§ Supplied text:
-----

I think the purpose of life is to discover who we are and what we are capable of. We don't always consciously choose how much we pay for these lessons and when. This learning process is sometimes risky and painful.
Two weeks ago I posted an article about a mountain bike crash two years ago on the Portal Trail in Moab that landed me in the hospital for 8 days. I had some unfinished business with this treacherous trail, and this past week, Tania and I hiked up to where I went over the bars just 100 meters from the finish.
Portal is infamous for the number of people who have died on it. It's difficult to overstate how dangerous this trail is. All the ways it's possible to get banged up, seriously hurt or die on a mountain bike are available to the unwary rider on the final 300m descent. This was all too obvious to my bride as we walked up all the super rowdy sketchy bits cut perilously into the steep sandstone.
My friend Craig and I rode the 35km trail as it began from deep in Canyonlands National park, to the top of Gold Bar Rim where much of the airy double black riding is within a body length from free fall. I don't really remember thinking about anything other than the trail in front of me and we both arrived at the start of the last 3km down Portal having ridden pretty much everything. We executed the last section very carefully, with full concentration, walking the two mandatory dismount areas where the trail narrows to eighteen inches right on the edge of the cliff (around the corner in photo below). Everything else went smoothly and cleanly. It is to this day my favourite trail.
I was very curious to see exactly where I had fallen. I had broken my derailleur on a rock drop near the end of the day. Most of the intense, spooky moves were behind us as we finished on "relatively easy" terrain. I thought I could coast down to the road with my broken bike. When I got to the crash site, all I could think was, "I rode down 35km of the scariest shit I've ever done and this is where I ate the dust?" In fact I had never been even near the hospital in 35 years of mountain biking, ice climbing or back country skiing. But as I figured out exactly how I crashed, I realized how close I was the whole time. I hit a relatively small, relatively innocuous rock edge. Since I had no drive train, I couldn’t peddle over the edge and stopped dead. The handle bar jammed under my rib cage as I flipped over the bars onto my back, perforating my bowel.
It's possible to do a long stretch of complex work with great finesse and still trip up on something relatively minor with a very slight lapse in concentration.
Obviously it's painfully easy to catch an edge in any worthwhile pursuit. And it’s somewhat of a truism that if you are looking to find the edge, you will find it. I don’t believe this is a reckless pursuit: we all have to do what we all have to do, whether the adventure is outdoors on a trail or indoors in a boardroom
As an outdoor athlete, I have no more great mysteries to unfold. I am grateful for the knowledge that I don’t lose my shit during extreme danger and can keep my concentration in tact and on the task at hand under even intense pressure. I am also grateful that the tuition for these life lessons was not fatally high. I also think the purpose of life is to contribute to the human condition. I think the qualities we discover make us useful in the service of others. That can feel risky too but we're less likely to end up dead doing it.
A big shout out to Craig Fraser for his example of airtight resolve on the ride and getting me off the trail and into the hospital.

-----

§ Assignment 1:
From the Portal Trail post, list the outdoor pursuits the writer did for 35 years without ever landing near the hospital.
§ Assignment 2:
Please check each statement against the Portal Trail post and answer yes or no, quoting the words that decide it. (a) The crash kept the writer in the hospital for 8 days. (b) The writer rode through the two mandatory dismount areas. (c) The crash happened on a large rock edge.
§ Assignment 3:
Repeat word for word everything in the Portal Trail post from "Portal is infamous" down to "the steep sandstone.".

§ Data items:
-----

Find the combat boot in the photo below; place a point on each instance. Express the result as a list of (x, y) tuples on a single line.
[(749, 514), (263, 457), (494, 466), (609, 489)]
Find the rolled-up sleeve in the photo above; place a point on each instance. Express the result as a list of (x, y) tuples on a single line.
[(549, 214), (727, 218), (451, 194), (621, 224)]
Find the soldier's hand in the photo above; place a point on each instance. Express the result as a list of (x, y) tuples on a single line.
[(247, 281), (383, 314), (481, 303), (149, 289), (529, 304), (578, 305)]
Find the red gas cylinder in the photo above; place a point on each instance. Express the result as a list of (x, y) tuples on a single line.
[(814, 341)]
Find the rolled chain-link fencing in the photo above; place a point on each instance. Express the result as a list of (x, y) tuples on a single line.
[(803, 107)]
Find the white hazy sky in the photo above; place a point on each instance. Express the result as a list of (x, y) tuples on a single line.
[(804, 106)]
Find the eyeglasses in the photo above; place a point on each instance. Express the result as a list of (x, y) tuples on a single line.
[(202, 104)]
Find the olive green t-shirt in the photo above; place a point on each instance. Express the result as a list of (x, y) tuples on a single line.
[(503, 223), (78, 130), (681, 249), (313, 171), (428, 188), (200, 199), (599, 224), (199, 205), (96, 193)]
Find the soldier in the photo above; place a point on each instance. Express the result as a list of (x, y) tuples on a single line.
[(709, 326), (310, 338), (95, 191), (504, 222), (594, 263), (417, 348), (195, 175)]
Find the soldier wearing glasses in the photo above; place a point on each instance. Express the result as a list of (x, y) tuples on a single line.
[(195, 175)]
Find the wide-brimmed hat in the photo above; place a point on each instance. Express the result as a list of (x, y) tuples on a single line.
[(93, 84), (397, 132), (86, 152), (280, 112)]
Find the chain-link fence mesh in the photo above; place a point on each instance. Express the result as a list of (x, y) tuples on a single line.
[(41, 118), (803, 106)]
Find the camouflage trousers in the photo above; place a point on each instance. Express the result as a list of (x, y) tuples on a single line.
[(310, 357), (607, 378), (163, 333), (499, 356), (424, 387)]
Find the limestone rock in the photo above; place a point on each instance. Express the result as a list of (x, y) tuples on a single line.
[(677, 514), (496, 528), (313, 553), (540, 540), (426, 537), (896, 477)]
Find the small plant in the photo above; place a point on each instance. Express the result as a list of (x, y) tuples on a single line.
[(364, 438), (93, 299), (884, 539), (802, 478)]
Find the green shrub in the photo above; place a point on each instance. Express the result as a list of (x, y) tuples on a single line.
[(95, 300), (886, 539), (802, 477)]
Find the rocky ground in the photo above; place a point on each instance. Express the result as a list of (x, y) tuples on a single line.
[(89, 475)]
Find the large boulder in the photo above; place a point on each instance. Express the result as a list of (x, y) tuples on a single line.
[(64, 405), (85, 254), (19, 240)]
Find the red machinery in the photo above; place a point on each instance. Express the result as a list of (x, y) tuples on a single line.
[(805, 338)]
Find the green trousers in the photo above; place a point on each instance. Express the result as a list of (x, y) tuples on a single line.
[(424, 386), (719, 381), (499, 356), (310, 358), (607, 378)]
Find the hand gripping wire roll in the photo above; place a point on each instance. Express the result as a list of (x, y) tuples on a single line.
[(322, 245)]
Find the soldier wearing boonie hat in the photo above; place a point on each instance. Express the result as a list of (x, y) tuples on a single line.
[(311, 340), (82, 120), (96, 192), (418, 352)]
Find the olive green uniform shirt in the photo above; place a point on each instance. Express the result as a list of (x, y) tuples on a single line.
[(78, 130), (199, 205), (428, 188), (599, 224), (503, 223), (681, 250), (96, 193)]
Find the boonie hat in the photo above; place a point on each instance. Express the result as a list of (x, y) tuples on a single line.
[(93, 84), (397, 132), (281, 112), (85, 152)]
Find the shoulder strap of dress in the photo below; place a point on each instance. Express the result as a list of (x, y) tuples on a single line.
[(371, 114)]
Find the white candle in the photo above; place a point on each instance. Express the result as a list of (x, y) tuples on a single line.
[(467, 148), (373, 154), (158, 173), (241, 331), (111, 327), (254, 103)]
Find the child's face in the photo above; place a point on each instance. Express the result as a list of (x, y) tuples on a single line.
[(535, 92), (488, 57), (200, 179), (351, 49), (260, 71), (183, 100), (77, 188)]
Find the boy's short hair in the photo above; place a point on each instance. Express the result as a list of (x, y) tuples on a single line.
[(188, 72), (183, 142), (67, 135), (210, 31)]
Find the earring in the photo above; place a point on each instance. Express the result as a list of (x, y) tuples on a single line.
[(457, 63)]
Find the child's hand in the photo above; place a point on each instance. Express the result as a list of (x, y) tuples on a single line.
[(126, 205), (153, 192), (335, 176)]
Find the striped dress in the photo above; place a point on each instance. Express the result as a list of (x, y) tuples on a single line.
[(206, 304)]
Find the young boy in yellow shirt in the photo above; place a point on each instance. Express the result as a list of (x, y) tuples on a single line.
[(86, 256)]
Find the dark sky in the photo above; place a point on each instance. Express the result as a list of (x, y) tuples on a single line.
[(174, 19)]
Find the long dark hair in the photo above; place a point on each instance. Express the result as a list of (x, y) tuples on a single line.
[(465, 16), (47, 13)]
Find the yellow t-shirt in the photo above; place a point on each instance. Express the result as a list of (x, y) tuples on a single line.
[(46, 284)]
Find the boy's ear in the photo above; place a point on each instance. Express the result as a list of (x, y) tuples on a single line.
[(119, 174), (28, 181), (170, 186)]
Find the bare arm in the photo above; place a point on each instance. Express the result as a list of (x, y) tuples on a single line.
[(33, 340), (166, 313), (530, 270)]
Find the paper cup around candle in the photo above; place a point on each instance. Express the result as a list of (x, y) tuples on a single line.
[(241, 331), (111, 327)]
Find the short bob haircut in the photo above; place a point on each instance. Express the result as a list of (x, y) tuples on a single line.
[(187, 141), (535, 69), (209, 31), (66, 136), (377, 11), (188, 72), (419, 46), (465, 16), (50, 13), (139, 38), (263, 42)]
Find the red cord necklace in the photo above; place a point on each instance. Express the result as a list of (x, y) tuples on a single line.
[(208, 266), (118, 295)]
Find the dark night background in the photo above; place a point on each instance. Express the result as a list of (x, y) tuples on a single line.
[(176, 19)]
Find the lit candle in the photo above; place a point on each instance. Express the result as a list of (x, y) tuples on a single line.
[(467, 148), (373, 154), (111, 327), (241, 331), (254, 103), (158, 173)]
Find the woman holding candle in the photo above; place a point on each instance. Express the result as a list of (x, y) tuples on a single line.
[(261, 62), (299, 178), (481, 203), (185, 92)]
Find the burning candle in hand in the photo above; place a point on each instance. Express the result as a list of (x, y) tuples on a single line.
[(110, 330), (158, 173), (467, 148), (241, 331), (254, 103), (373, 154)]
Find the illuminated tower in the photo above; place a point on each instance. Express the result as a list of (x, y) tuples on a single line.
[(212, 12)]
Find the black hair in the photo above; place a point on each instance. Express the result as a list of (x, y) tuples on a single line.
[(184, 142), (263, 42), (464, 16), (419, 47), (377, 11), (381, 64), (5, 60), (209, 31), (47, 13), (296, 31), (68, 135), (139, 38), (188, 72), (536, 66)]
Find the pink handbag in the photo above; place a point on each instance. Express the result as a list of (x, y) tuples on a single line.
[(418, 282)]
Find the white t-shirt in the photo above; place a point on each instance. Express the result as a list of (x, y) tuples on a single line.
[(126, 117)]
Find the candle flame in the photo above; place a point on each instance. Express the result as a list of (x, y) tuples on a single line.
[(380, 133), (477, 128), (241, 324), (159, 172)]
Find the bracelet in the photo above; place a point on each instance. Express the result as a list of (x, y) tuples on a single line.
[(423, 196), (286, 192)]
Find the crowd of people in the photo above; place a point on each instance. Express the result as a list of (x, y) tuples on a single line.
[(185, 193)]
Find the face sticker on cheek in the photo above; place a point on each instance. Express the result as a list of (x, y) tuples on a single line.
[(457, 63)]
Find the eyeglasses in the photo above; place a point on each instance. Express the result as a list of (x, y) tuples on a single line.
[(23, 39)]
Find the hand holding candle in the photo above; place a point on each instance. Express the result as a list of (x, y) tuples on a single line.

-----

§ Answer section 1:
mountain biking, ice climbing, back country skiing

§ Answer section 2:
(a) Yes: "landed me in the hospital for 8 days"
(b) No: "walking the two mandatory dismount areas"
(c) No: "I hit a relatively small, relatively innocuous rock edge."

§ Answer section 3:
Portal is infamous for the number of people who have died on it. It's difficult to overstate how dangerous this trail is. All the ways it's possible to get banged up, seriously hurt or die on a mountain bike are available to the unwary rider on the final 300m descent. This was all too obvious to my bride as we walked up all the super rowdy sketchy bits cut perilously into the steep sandstone.